* ACTION ITEM *
Line by line, transcribe the data below exactly and pass over the images.

- - -

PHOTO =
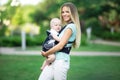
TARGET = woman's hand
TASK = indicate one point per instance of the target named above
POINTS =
(43, 53)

- - -

* ANSWER TO THIS TASK *
PHOTO =
TARGET = woman's hand
TASK = indicate one point per instance of the target named above
POINTS =
(43, 53)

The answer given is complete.